## [Exercise aim]
Copy the lines of the items below word for word, starting with the line containing "Q: For every instance of the leafy" and ending with the line containing "x=38, y=227". Include both of those lines and nothing else.

────────────────────

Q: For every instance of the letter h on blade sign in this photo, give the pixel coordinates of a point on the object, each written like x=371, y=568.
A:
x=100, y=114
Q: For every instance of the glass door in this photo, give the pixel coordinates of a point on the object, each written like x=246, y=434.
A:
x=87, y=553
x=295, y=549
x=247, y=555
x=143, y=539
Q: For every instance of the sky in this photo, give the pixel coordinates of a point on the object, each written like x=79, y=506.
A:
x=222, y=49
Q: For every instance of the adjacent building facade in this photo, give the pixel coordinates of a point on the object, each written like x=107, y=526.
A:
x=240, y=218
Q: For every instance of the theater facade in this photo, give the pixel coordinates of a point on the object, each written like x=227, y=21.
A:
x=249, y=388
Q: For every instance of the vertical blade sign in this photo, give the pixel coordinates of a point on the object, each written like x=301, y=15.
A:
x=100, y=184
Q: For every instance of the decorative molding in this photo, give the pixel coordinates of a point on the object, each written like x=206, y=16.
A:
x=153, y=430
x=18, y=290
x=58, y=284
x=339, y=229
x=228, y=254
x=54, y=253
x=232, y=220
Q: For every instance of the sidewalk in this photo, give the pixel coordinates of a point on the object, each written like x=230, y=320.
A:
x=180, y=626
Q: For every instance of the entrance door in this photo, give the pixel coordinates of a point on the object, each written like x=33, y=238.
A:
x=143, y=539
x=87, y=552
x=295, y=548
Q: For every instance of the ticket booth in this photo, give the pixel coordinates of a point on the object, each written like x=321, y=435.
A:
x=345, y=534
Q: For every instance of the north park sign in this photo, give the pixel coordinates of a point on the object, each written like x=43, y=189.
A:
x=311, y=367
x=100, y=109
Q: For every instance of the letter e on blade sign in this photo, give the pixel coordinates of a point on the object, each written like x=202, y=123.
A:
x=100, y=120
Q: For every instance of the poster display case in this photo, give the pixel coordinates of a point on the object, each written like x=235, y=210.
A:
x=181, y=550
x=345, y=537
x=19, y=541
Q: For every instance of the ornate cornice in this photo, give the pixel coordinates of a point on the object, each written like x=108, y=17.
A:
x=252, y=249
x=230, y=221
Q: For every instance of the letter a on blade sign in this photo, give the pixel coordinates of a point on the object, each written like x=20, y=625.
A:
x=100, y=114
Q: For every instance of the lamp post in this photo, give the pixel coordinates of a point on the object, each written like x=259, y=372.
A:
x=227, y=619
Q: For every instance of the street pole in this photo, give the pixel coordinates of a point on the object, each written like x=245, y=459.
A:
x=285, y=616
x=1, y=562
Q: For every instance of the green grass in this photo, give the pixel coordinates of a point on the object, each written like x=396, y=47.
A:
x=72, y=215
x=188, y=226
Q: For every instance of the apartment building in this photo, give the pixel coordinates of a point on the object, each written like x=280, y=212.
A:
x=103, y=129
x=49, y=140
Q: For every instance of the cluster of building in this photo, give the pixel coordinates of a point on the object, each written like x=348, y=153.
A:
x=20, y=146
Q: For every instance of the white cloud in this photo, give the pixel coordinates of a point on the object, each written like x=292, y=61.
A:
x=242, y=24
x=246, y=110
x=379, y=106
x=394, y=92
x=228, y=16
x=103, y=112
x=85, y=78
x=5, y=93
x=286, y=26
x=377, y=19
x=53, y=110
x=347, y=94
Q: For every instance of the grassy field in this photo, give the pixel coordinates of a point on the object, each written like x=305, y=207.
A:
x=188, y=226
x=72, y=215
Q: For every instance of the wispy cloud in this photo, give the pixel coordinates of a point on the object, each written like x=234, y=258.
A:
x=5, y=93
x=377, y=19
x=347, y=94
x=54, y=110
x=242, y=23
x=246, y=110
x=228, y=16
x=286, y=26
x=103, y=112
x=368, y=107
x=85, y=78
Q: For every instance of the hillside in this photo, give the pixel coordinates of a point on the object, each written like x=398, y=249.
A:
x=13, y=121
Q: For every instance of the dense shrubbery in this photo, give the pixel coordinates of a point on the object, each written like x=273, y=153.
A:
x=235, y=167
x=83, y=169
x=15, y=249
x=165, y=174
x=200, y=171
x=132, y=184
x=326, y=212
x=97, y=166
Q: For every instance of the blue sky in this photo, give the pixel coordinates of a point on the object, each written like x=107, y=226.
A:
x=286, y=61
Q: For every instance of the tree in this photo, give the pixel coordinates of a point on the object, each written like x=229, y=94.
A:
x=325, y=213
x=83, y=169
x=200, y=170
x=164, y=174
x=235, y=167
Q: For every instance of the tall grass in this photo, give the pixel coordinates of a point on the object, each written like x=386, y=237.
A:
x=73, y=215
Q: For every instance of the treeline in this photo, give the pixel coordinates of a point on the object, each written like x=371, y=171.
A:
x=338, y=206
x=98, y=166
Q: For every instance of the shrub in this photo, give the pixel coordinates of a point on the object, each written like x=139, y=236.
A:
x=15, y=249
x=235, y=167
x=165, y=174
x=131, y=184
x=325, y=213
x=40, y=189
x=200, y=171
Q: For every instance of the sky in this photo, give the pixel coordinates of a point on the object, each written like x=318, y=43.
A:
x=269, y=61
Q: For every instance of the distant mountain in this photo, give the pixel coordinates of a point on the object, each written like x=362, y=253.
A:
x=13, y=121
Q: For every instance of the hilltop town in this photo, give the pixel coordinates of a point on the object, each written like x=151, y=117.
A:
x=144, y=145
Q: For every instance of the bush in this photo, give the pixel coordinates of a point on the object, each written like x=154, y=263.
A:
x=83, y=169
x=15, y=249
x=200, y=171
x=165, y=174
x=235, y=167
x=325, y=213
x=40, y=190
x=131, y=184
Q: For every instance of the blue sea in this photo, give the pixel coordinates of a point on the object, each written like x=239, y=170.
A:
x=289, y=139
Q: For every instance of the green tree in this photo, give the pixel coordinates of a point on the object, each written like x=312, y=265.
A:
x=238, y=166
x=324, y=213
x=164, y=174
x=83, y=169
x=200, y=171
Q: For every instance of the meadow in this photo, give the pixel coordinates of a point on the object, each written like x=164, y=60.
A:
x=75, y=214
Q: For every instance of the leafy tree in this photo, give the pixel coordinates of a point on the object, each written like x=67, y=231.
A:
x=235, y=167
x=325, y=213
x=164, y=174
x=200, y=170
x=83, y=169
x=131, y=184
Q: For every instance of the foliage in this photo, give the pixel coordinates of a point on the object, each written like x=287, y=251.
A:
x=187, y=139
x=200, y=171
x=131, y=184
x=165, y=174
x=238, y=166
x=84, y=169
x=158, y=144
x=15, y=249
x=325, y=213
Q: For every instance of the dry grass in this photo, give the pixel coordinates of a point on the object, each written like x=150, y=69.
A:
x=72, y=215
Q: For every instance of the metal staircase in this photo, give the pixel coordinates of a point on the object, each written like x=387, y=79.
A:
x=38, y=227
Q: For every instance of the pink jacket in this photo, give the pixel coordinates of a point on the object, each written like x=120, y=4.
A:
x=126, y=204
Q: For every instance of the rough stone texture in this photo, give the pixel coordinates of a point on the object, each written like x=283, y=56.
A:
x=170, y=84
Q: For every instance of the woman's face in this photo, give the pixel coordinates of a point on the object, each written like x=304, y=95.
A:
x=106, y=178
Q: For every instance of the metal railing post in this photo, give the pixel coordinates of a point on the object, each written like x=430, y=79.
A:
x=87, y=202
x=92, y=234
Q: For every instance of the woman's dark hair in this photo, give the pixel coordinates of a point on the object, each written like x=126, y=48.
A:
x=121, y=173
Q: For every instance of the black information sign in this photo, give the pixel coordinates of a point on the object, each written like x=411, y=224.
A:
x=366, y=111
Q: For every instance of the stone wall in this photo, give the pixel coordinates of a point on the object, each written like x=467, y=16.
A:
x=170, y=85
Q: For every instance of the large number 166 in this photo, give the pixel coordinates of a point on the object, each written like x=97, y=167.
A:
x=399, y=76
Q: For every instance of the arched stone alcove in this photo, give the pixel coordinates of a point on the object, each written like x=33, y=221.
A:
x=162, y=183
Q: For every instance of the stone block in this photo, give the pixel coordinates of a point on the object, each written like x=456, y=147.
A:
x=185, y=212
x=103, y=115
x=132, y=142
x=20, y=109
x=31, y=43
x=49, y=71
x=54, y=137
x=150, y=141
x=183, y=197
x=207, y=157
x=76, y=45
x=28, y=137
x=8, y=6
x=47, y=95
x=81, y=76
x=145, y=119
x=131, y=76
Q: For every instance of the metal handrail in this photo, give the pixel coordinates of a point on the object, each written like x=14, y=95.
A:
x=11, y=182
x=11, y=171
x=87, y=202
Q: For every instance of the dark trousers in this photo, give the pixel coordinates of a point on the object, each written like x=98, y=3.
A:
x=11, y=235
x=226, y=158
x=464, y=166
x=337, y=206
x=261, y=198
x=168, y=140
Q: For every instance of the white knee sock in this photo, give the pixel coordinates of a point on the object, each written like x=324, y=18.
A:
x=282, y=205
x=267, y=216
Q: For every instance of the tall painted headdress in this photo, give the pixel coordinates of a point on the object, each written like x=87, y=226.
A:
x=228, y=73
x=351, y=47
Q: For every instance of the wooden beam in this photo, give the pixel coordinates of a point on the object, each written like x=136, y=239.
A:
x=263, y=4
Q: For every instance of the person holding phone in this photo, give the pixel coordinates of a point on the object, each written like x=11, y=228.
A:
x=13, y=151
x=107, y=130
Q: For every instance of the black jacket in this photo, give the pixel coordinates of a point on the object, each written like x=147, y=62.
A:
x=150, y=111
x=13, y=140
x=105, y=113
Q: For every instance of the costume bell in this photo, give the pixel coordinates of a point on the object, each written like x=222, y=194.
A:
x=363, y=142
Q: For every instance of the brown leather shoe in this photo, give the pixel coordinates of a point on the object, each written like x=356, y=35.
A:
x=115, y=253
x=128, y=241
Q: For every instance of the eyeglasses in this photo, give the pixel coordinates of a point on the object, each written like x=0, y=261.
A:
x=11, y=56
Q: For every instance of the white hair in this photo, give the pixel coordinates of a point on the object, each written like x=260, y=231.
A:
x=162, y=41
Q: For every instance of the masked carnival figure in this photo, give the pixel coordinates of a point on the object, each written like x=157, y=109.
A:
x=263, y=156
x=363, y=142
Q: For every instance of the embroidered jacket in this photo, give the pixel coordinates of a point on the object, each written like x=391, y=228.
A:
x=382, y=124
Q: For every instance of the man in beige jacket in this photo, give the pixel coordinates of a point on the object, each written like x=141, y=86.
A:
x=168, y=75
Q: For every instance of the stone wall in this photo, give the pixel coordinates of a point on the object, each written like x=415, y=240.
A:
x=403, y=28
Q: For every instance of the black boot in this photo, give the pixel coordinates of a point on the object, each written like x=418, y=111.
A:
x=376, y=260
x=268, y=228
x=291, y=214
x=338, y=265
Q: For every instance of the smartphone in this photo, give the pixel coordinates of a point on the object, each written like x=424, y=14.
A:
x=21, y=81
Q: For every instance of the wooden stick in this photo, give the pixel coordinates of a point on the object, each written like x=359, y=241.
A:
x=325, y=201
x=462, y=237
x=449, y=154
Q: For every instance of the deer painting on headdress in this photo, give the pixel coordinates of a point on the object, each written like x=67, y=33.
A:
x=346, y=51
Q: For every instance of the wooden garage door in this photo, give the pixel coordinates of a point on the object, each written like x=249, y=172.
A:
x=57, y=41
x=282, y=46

────────────────────

## [Response to the task]
Q: For every instance of the leafy tree in this photo, give the pixel coordinates of a point on the object, each written like x=67, y=231.
A:
x=235, y=167
x=325, y=213
x=164, y=174
x=200, y=170
x=83, y=169
x=131, y=184
Q: For every instance of the foliage in this photo, give the pixel coordinates of a point on the object, each written like x=287, y=251.
A:
x=187, y=139
x=200, y=171
x=131, y=184
x=165, y=174
x=238, y=166
x=84, y=169
x=158, y=144
x=15, y=249
x=325, y=213
Q: For every instance of the dry grass in this photo, give the pixel coordinates of a point on the object, each written like x=150, y=69.
A:
x=72, y=215
Q: For every instance of the metal staircase in this photo, give the pixel coordinates of a point on the object, each written like x=387, y=79.
A:
x=38, y=227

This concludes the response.